[SOURCE EXTRACT]:
━━━━━━━━━━━━━━━━

If you were watching the Dow today you would have thought the Fed meeting was yesterday. With a high of exactly 10900 and a gain of +198 the Dow, you would have thought traders were celebrating a -.75% rate cut. The euphoria was due to comments from several Fed watchers that the Fed could actually cut rates more than the expected 50 basis points. Unfortunately the excitement has not rubbed off on the Nasdaq. After trading in a very tight 45 point range the Nasdaq finally closed positive, okay only a +.01 but it counts.

The Dow was up strongly but volume was mediocre at only 1.1 billion. The Nasdaq did manage to trade over two billion shares without going anywhere. This no loss profit taking is boring but much better than the alternative. The Dow was boosted by NYSE:PG which beat estimates by a penny and AT&T closed at a three month high. Only five Dow stocks lost ground and those included NYSE:BA -.31, Nasdaq:INTC -.06, Nyse:MCD -.70, Nasdaq:MSFT -1.13 and Nyse:WMT -.43. The biggest gainers were Nyse:MMM +4.11, PG +4.25 and Nyse:DD +2.25. The excitement was of course based on expectation of a strong rate cut on Wednesday.

While most traders feel the worst earnings are behind us there were several bombs after the close. Nasdaq:AMZN announced their earnings which were in line with the already reduced expectations but then warned that revenue would be down not only for next quarter but for the year. Amazon is also closing two of their new distribution centers and laying off 1300 employees. They still are projecting the fourth quarter of 2001 as their first profitable quarter but analysts are skeptical. Projecting ultimate profitability to be only in the range of 10% of revenue it may cause investors to rethink AMZN as a buy and hold. There are so many other great stocks that are growing +50% to +100% per year and are making huge profits. Why would you want to own a ten percent gainer?

Nasdaq:ADBE warned after the bell that conditions in the last month had deteriorated drastically and economic weakness was impacting all product segments. They had previously said business was strong but that appears to have changed. ADBE lost -$10 in after hours.

NYSE:NOK was the last of the three largest cell phone handset manufacturers to lower projections going forward. Nokia had been viewed as the bright spot in the business but the warnings this morning knocked over -$3 off the price before bargain hunters stepped in. Down only -1.71 at the close to $35.26, analysts were calling this a buying opportunity for long term investors. The damage is done and the downside is limited to around $30. That may be but $30 is better than $35 in my book. Sales growth of 35% is still projected by Nokia.

Another after the bell warning came from Nasdaq:AMAT which had just broken out today to a three month high of $53.94. We even looked at it as a play tonight but with the SOX.X up +37% for the year we felt any post Fed depression could cause a chip sector drop and profit taking in AMAT. After closing at 52.44 AMAT traded as low as 47.19 in after hours but rallied to $51 later in the session.

━━━━━━━━━━━━━━━━

[GIVEN RECORDS]:
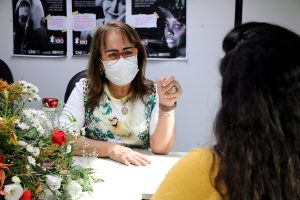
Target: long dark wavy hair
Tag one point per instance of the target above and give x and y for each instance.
(140, 85)
(257, 128)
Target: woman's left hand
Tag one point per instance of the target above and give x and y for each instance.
(169, 91)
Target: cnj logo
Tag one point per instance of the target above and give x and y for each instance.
(80, 42)
(78, 53)
(57, 40)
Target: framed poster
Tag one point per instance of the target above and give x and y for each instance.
(162, 27)
(40, 27)
(88, 15)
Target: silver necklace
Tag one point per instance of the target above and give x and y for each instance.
(124, 108)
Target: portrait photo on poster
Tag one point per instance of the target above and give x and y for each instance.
(39, 27)
(88, 16)
(163, 34)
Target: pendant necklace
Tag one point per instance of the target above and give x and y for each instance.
(124, 108)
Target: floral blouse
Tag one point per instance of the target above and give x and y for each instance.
(121, 121)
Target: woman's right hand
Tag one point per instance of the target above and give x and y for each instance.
(127, 156)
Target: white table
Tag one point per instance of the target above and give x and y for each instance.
(128, 182)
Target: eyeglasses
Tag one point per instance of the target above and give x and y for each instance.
(115, 55)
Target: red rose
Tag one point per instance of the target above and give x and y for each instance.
(50, 102)
(59, 137)
(1, 158)
(26, 195)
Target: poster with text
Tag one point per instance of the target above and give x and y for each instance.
(40, 27)
(88, 16)
(162, 27)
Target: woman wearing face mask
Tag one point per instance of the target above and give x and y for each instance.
(119, 108)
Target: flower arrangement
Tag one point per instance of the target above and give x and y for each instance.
(35, 151)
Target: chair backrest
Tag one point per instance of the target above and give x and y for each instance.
(5, 72)
(71, 84)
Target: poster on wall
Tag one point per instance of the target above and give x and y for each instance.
(162, 27)
(40, 27)
(88, 15)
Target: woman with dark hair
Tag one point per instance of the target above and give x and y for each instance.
(174, 37)
(257, 128)
(29, 27)
(119, 108)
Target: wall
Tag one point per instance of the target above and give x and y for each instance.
(207, 23)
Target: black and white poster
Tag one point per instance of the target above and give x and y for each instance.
(88, 15)
(162, 27)
(40, 27)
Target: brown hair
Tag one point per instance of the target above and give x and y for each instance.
(140, 85)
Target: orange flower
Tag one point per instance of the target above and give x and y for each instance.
(2, 179)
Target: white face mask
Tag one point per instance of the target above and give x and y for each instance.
(122, 71)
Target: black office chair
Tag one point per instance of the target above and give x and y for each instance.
(5, 73)
(71, 84)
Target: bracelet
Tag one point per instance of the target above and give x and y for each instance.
(167, 108)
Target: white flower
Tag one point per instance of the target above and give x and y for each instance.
(53, 182)
(31, 160)
(50, 195)
(69, 149)
(15, 179)
(36, 152)
(23, 126)
(82, 131)
(22, 143)
(15, 191)
(73, 190)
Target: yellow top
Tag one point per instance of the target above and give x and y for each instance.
(191, 178)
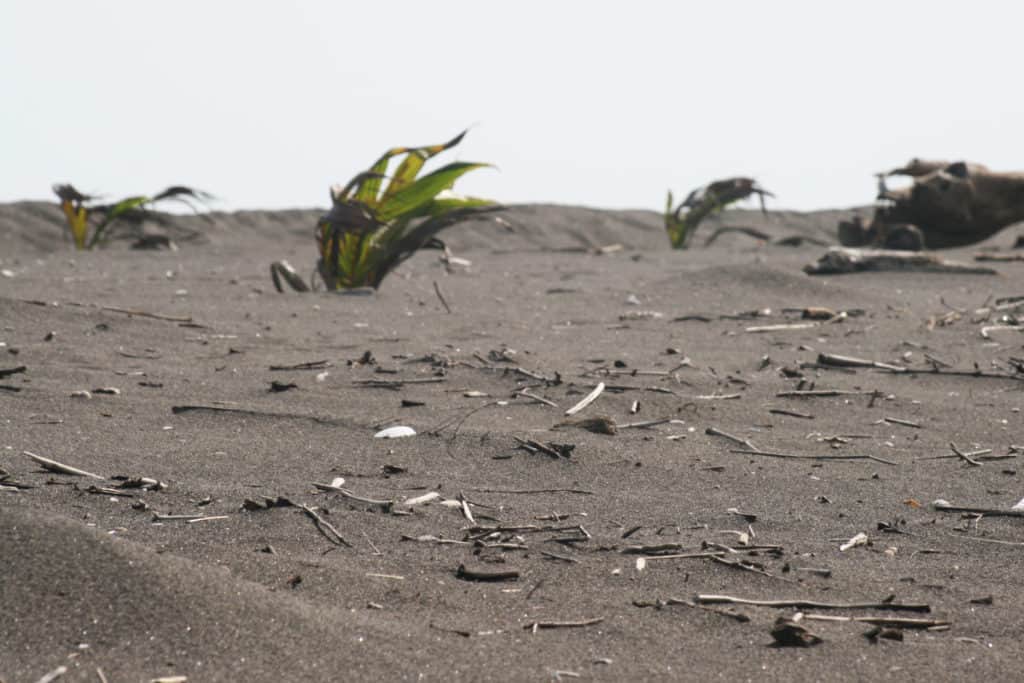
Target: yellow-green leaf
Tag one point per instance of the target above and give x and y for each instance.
(412, 198)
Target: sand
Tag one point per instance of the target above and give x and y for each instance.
(93, 580)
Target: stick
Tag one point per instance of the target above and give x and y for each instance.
(742, 619)
(437, 291)
(769, 454)
(59, 468)
(395, 384)
(563, 558)
(324, 525)
(582, 492)
(896, 622)
(811, 604)
(562, 625)
(644, 425)
(813, 393)
(309, 365)
(537, 445)
(588, 399)
(780, 328)
(540, 399)
(942, 506)
(982, 454)
(850, 361)
(792, 414)
(957, 373)
(905, 423)
(11, 371)
(961, 454)
(477, 574)
(713, 431)
(352, 497)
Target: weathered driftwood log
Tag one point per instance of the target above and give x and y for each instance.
(948, 205)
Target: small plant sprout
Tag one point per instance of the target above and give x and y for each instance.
(378, 219)
(682, 221)
(90, 222)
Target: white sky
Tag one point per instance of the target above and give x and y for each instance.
(577, 101)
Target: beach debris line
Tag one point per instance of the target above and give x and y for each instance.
(840, 260)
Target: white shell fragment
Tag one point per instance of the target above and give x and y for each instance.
(588, 399)
(395, 432)
(859, 540)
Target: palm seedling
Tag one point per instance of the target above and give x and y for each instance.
(682, 221)
(90, 223)
(378, 220)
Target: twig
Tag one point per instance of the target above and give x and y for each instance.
(478, 574)
(739, 564)
(850, 361)
(742, 619)
(352, 497)
(964, 456)
(981, 454)
(397, 384)
(324, 526)
(540, 399)
(177, 410)
(588, 399)
(537, 445)
(562, 625)
(769, 454)
(957, 373)
(644, 425)
(11, 371)
(714, 431)
(792, 414)
(895, 622)
(814, 393)
(563, 558)
(905, 423)
(582, 492)
(59, 468)
(437, 291)
(942, 506)
(309, 365)
(780, 328)
(811, 604)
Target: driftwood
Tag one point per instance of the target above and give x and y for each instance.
(948, 205)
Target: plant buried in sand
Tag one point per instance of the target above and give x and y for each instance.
(372, 226)
(89, 223)
(682, 222)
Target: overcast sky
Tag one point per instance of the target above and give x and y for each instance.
(576, 101)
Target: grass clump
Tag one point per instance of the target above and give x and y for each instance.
(682, 221)
(90, 222)
(378, 220)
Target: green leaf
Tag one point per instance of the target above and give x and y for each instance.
(443, 205)
(371, 186)
(412, 198)
(412, 164)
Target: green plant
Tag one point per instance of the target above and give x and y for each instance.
(682, 221)
(372, 226)
(89, 223)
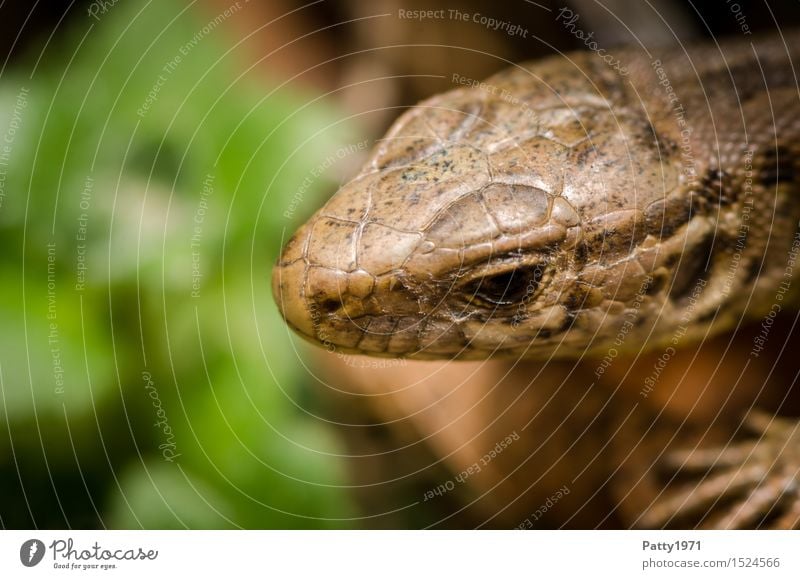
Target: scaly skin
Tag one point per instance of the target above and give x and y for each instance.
(564, 210)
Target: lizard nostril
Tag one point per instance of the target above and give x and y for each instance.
(330, 305)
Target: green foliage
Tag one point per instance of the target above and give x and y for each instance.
(138, 233)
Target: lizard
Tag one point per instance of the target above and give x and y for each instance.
(564, 209)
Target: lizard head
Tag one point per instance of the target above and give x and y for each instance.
(480, 227)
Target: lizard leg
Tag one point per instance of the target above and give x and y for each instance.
(752, 483)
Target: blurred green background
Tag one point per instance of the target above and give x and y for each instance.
(146, 379)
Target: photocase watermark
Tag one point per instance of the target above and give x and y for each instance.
(172, 65)
(53, 339)
(544, 507)
(197, 233)
(14, 125)
(738, 14)
(688, 163)
(81, 236)
(473, 469)
(630, 320)
(494, 90)
(783, 288)
(371, 363)
(747, 205)
(670, 351)
(510, 28)
(569, 19)
(31, 552)
(167, 447)
(315, 173)
(66, 555)
(100, 8)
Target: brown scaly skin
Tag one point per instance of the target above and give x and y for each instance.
(568, 210)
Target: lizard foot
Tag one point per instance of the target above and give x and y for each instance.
(752, 484)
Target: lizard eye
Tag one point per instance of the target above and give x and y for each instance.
(506, 288)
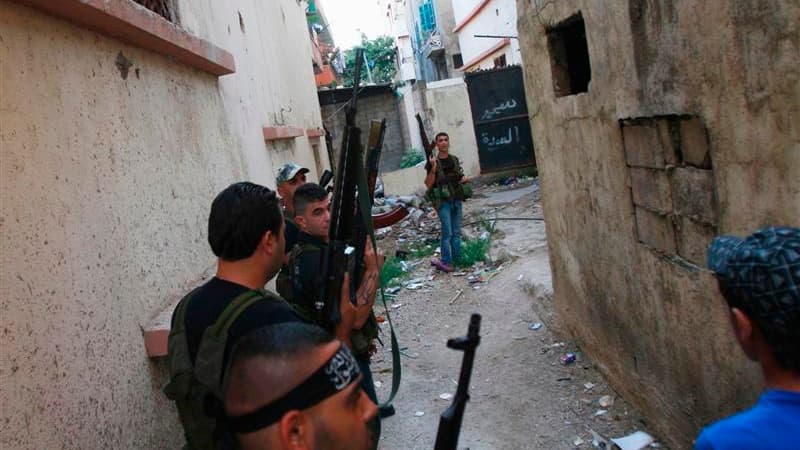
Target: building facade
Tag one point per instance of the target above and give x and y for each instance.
(487, 33)
(118, 127)
(659, 124)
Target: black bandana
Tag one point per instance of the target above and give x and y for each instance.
(336, 374)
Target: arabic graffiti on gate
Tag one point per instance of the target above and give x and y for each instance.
(510, 136)
(489, 114)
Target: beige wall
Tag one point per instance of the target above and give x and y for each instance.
(447, 107)
(653, 320)
(106, 185)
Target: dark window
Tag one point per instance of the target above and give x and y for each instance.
(164, 8)
(569, 56)
(457, 60)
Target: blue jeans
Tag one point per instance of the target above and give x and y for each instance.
(450, 216)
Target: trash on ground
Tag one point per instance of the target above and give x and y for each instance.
(567, 359)
(606, 401)
(599, 441)
(634, 441)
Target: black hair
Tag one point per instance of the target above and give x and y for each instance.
(240, 215)
(784, 342)
(305, 194)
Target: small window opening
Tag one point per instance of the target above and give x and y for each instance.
(569, 56)
(458, 61)
(164, 8)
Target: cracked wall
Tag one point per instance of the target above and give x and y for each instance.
(627, 230)
(106, 182)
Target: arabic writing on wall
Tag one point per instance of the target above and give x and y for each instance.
(489, 114)
(512, 135)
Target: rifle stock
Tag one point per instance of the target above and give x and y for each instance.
(450, 420)
(337, 258)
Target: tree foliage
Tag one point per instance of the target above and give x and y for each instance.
(380, 53)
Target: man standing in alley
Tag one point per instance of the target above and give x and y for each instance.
(245, 232)
(445, 182)
(290, 176)
(759, 277)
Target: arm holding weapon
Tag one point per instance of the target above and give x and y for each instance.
(450, 420)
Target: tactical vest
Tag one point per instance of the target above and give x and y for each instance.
(197, 389)
(291, 288)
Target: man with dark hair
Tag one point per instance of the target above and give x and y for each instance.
(245, 231)
(445, 183)
(759, 277)
(290, 176)
(312, 209)
(292, 386)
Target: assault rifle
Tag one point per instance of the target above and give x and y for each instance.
(338, 256)
(450, 420)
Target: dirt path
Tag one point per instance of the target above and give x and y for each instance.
(522, 397)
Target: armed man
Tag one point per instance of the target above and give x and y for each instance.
(245, 231)
(292, 386)
(312, 214)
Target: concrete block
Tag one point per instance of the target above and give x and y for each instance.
(651, 188)
(693, 194)
(694, 143)
(692, 239)
(655, 230)
(642, 145)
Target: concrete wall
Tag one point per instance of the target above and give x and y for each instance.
(385, 105)
(447, 109)
(498, 17)
(105, 190)
(630, 205)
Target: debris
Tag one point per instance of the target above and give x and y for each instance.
(567, 359)
(599, 441)
(455, 297)
(634, 441)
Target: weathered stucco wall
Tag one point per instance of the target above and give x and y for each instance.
(624, 276)
(105, 189)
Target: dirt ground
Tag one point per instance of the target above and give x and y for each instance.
(522, 396)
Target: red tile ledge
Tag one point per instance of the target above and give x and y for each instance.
(315, 132)
(138, 26)
(156, 332)
(274, 133)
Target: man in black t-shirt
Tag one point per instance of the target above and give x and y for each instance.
(245, 231)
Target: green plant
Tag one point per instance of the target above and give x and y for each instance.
(411, 158)
(474, 250)
(392, 270)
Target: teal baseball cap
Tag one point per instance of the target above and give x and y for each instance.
(288, 171)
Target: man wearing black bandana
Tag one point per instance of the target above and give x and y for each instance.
(292, 386)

━━━━━━━━━━━━━━━━

[TASK LIST]:
1. In the entries, present the lines from the one containing "Target: red tile ledge" through the last line as a numbered list, with blank lines omitted.
2. Extend the stock market commentary beyond its final sentence.
The market commentary and the entries come from unrelated sources.

[EXPECTED ANSWERS]:
1.
1. Target: red tile ledge
2. Tag one point per instance of the target above and give x and y for each instance.
3. (315, 132)
4. (138, 26)
5. (156, 332)
6. (274, 133)
7. Target: man in black t-shirt
8. Tag one point per instance of the target above and give x and y for each instance.
9. (245, 231)
10. Target: green plant
11. Tag one point per instance of the target above and give x and y for each instance.
12. (411, 158)
13. (474, 250)
14. (392, 270)
15. Target: teal baseball cap
16. Tag one point per instance of the target above and give x and y for each instance.
17. (288, 171)
18. Target: man wearing black bandana
19. Tag one point per instance of the target above and give x and y for each instance.
20. (292, 386)

2.
NYSE:SCH, Schwab asked employees who do not have customer contact to start taking off on Fridays. When first announced SCH took a big drop when it was misreported as all employees. When questioned Schwab said online trading was slowing and commission revenue was dropping. This cost cutting measure was voluntary and needed.

NYSE:CCU also warned that earnings would be about -$.12 less than analysts estimates of $.63 for this quarter. Contrary to what you have been reading not everything was negative. There were some positive surprises with Nasdaq:AFCI beating the street by eight cents, Nasdaq:PSFT beat by four cents and Nyse:HAL by two cents.

It is all up to the Fed! That was the hue and cry all day long with analysts pondering and forecasting everything from no cut to cutting a full point. Take my word for it, neither of those extremes will apply. We are pretty well locked into a 50 basis point cut. Greenspan has gone on record saying the economy is threatening to fall into a recession without an immediate jump start by the Fed. A -.25% cut would be seen as too little too late. A giant rate cut of 75 points or more would cause a knee jerk reaction to "what does the Fed know that we don't." The markets would likely tank while all the chicken littles ran in circles claiming the sky was falling. So, ignoring either end of the spectrum we are expecting a 50 basis point cut. The bad news, it is already priced into the market. After the Dow gains today it is definitely priced into the Dow. At 10900 it is bumping against upper resistance and due for profit taking. The huge gains since the Jan 3rd surprise rate cut have yet to be digested. Since the Jan lows the SOX is up +37%, BTK +27%, IIX +22%, NWX +23%, and XTC +32% for example.

I am not going to dwell anymore on all the Fed pros and cons since you have heard them for several weeks now. The possibility of a sell the news event probably doubled with the big Dow gain today. However, it has been quite some time since we have had a full 1.00% rate cut in a single month. 1982 was the last time. This is the wild card. Stocks go up when the Fed cuts rates aggressively and 1.00% in a single month definitely qualifies. They just don't have to go up the same day. I would be very careful about buying any huge spike after the announcement and would look for a buying opportunity a day or two later. If we get another big move in the morning, buying puts on the announcement could be a good plan.

Enter passively, exit aggressively!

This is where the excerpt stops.